*LESETEXT:*
◆ ◆ ◆ ◆ ◆

Von Christian Gampert | 13.03.2011
    Vor dem Hintergrund der japanischen Katastrophe nimmt sich die Installation von Thomas Hirschhorn noch apokalyptischer aus, als sie sowieso schon ist. Wir betreten einen vollgemüllten Raum, der durch einen riesenhaften, in Wahrheit aus Pappe bestehenden Baumstamm diagonal geteilt wird. Wie Igelstacheln ragen kahle Aststümpfe sinnlos ins Leere, seitlich sieht man Massen von Benzinkanistern, die offenbar mit Brandbeschleunigern gefüllt sind; außerdem haufenweise hölzerner Sperrmüll, der – wie von einer Welle ergriffen – an eine Mauer gespült wurde.

    An einer anderen Wand sind die Einzelteile von Schaufensterpuppen zu wirren Ensembles zusammengekarrt, Torsi, Fragmente des Menschseins, Überbleibsel von KZs oder anderen hausgemachten Super-GAUs. Puppen in weißen Brautkleidern lächeln uns an, doch auf die makellos weißen Stoffe sind Fotos von Bränden drapiert, Selbstverbrennungen oder Verbrennungen von Fahnen, Unglücke und Waldbrände, Explosionen, Anschläge, brennende Barrikaden, wärmende Lagerfeuer.

    "It's burning everywhere" heißt die Arbeit, die Thomas Hirschhorn vor zwei Jahren erstmals im schottischen Dundee gezeigt hat. Für die Kunsthalle Mannheim ist ein mit allerlei hölzernen Überbleibseln vollgestellter, butzenartiger Kunstgewerbeladen dazugekommen, der von Mannheimer Bürgern bestückt wurde – mit all dem Holzkram, der seit Jahren auf dem Speicher steht, vom Brettspiel bis zur Blockflöte. Eine zweite Dependance innerhalb der Installation ist ein Schaufenster mit Puppen, deren Oberkörper zu Hohlräumen ausgesägt sind – Menschen, durch die man hindurchgucken kann.

    Natürlich geht es Hirschhorn um politische Brandherde und Brandstiftungen, die auch gleich mit Landkarten belegt werden. Der gemeine, der arme Mensch ist das Opfer. Und arm sind auch die Materialien, die Hirschhorn benutzt – vorzugsweise das Klebeband, mit dem er alles zusammenhält, aber eben auch Karton, Holz, Plastik.

    Zivilisationsmüll war auch das Material anderer Hirschhorn-Skulpturen: Im belgischen Deurle türmte er letztes Jahr Hunderttausende leere Getränkedosen zu einem Memorial. Andererseits baute er Höhlen und Landebahnen, Garagen und Klassenzimmer und bespielte - in Berlin - Federbetten mit Plüschtieren und Innereien.

◆ ◆ ◆ ◆ ◆

Wo wurde die Arbeit „It's burning everywhere“ laut Lesetext erstmals gezeigt? Die Einträge stehen in keinem Zusammenhang mit dem Lesetext.

◆ ◆ ◆ ◆ ◆

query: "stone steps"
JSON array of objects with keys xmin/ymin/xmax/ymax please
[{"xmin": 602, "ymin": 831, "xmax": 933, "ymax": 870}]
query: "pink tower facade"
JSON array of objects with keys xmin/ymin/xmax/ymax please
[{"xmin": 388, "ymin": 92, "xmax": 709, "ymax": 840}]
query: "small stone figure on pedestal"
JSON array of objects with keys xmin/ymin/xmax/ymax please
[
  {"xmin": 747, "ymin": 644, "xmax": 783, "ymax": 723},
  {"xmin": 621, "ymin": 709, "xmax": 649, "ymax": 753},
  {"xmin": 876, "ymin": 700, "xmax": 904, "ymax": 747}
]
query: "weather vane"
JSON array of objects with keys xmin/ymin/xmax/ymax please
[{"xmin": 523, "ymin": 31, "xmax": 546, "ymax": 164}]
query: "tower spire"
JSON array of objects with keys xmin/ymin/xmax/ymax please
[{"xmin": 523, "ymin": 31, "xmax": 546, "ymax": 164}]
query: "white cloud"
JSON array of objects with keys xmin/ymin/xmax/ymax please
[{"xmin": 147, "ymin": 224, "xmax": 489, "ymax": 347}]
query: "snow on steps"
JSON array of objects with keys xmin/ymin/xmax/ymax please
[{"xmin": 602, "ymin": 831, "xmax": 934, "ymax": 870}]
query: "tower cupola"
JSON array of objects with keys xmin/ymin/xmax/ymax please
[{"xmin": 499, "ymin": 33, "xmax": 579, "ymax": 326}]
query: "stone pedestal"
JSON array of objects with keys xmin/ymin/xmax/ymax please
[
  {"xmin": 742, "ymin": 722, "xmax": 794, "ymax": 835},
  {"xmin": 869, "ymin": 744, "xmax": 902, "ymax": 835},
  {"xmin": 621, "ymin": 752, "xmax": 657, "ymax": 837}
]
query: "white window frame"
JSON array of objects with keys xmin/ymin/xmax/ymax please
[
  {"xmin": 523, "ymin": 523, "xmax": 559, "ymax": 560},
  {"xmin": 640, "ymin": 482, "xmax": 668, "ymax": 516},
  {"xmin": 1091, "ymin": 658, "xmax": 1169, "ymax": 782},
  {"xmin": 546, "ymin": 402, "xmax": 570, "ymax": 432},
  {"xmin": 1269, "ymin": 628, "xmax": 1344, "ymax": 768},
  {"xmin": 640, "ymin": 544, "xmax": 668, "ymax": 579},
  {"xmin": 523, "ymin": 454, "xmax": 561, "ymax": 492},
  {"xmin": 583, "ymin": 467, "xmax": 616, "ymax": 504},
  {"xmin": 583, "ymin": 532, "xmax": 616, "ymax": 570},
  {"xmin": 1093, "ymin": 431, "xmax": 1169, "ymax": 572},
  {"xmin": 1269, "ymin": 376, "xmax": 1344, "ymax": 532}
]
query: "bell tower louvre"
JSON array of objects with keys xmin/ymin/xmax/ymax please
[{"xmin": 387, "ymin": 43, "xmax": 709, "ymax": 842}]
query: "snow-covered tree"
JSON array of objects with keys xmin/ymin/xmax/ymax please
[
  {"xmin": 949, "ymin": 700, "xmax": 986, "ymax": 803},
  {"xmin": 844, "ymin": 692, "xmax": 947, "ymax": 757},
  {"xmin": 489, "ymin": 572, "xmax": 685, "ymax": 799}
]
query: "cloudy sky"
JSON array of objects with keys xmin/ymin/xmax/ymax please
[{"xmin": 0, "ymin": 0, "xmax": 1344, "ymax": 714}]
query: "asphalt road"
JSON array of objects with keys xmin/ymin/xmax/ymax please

◆ ◆ ◆ ◆ ◆

*ANTWORT SIEHE UNTEN:* Im schottischen Dundee.